##### Data provided #####

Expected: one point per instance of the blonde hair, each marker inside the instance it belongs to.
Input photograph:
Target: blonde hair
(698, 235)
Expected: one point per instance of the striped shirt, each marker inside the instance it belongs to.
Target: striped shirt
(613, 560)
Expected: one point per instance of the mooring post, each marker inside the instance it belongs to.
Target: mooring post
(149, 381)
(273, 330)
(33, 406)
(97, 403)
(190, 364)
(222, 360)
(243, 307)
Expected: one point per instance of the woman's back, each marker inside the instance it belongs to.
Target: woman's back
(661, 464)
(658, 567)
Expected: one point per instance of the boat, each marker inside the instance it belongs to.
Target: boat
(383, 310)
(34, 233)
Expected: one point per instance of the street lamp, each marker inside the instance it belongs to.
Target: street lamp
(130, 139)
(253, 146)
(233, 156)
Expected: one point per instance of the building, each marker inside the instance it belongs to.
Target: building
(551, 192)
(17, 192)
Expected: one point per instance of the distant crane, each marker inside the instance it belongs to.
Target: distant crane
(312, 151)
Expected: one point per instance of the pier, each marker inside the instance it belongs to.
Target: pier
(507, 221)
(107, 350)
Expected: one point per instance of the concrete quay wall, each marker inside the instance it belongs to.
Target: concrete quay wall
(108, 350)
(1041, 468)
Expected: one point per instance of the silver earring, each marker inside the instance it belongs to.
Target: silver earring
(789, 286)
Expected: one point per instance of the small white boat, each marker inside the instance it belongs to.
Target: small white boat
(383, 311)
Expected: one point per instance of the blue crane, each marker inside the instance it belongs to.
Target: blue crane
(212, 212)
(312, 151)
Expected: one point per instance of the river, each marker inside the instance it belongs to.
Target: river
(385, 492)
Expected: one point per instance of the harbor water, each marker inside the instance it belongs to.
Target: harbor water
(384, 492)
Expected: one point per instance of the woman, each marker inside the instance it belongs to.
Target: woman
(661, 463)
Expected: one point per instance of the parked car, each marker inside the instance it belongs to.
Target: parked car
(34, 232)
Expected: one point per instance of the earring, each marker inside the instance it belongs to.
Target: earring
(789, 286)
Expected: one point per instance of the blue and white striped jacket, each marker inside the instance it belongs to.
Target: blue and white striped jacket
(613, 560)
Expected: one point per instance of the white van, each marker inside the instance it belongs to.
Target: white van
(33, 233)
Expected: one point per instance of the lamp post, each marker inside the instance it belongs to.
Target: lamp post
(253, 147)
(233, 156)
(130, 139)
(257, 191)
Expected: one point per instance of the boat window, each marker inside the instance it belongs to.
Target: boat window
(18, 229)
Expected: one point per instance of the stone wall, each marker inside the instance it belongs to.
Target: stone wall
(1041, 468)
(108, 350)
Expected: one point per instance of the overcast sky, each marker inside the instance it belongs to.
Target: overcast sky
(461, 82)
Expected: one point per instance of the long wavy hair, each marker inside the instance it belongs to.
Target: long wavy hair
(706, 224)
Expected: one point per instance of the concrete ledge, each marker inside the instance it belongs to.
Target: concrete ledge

#####

Exercise description >> Copy all of the records above, substituting "bollard" for every occurrence of "mooring post" and leaving everything else unchanged.

Task answer >>
Expected: one point per instance of the blonde hair, each marker inside the instance it belongs to.
Input photograph:
Target: blonde hair
(698, 235)
Expected: one point per instance of the striped shirt, each marker inside the instance it belongs to.
Target: striped shirt
(613, 560)
Expected: one point per instance of the bollard, each marker inside the instance it belongs to.
Target: bollard
(149, 381)
(273, 330)
(33, 406)
(97, 403)
(190, 364)
(222, 360)
(243, 307)
Expected: one point per instance of the woman's back, each marker inside the instance it belongs to.
Target: woman's back
(661, 464)
(658, 567)
Expected: one point per instance of the boat, each marker inside the instance it belongs to.
Target: boat
(383, 310)
(34, 233)
Expected: one point per instance of the street lamp, each marker inside the instance it belongs to.
Target: street lamp
(130, 139)
(253, 146)
(233, 156)
Expected: one point per instance of the building, each marker inside the instance it belongs to.
Target: building
(551, 192)
(17, 192)
Expected: one point per instance of the distant crane, each marker inside the instance it belongs to.
Target: distant crane
(312, 151)
Expected: one point per instance of the pier, each marker inside the instance it belongs to.
Target: pier
(507, 221)
(107, 350)
Expected: one point per instance of the concrete quay wall, each marker inside the instance it belongs to.
Target: concrete quay wall
(108, 350)
(1041, 468)
Expected: one point per instance of the silver earring, each marker inside the instance it belongs to.
Target: silver earring
(789, 286)
Expected: one point per instance of the small white boat, each marker inside the instance it belongs to.
Target: small white boat
(383, 311)
Expected: one point per instance of the blue crane, each marker inside the instance it belongs to.
Target: blue crane
(212, 212)
(312, 151)
Expected: one point per instance of the river, each marker inside the instance it belongs to.
Target: river
(385, 492)
Expected: one point per instance of the harbor water, each marker inside the instance it belongs to.
Target: harbor water
(384, 492)
Expected: one point per instance of the woman, each marker inside the instance it belongs to.
Target: woman
(661, 463)
Expected: one point per instance of the parked car, each marker inside the instance it belongs to.
Target: parked car
(34, 232)
Expected: one point per instance of the earring, each marker inside the instance it belongs to.
Target: earring
(789, 286)
Expected: one point per instance of the blue and white striped jacket, each marker inside the instance it belongs to.
Target: blue and white striped jacket
(613, 560)
Expected: one point per instance of the white van, each marker inside the instance it belongs to.
Target: white van
(33, 233)
Expected: one point per instance of the lamp post, each marker inside the instance it belongs to.
Target: lamp post
(253, 147)
(233, 156)
(130, 139)
(257, 191)
Expected: one point per instance of the boat window, each marker inside the instance it belongs to.
Target: boat window
(18, 229)
Expected: one point per instance of the stone wall, each marker inside the instance it belongs to.
Target: stone wall
(1041, 468)
(108, 350)
Expected: one point per instance of the overcast sky, each marker inside the instance it belongs to.
Target: overcast sky
(461, 82)
Expected: one point per instance of the long wavy hair, each marker inside the instance it belongs to.
Target: long wavy hair
(706, 224)
Expected: one point per instance of the concrete ledge, each marker inside the instance it belongs to.
Target: concrete ledge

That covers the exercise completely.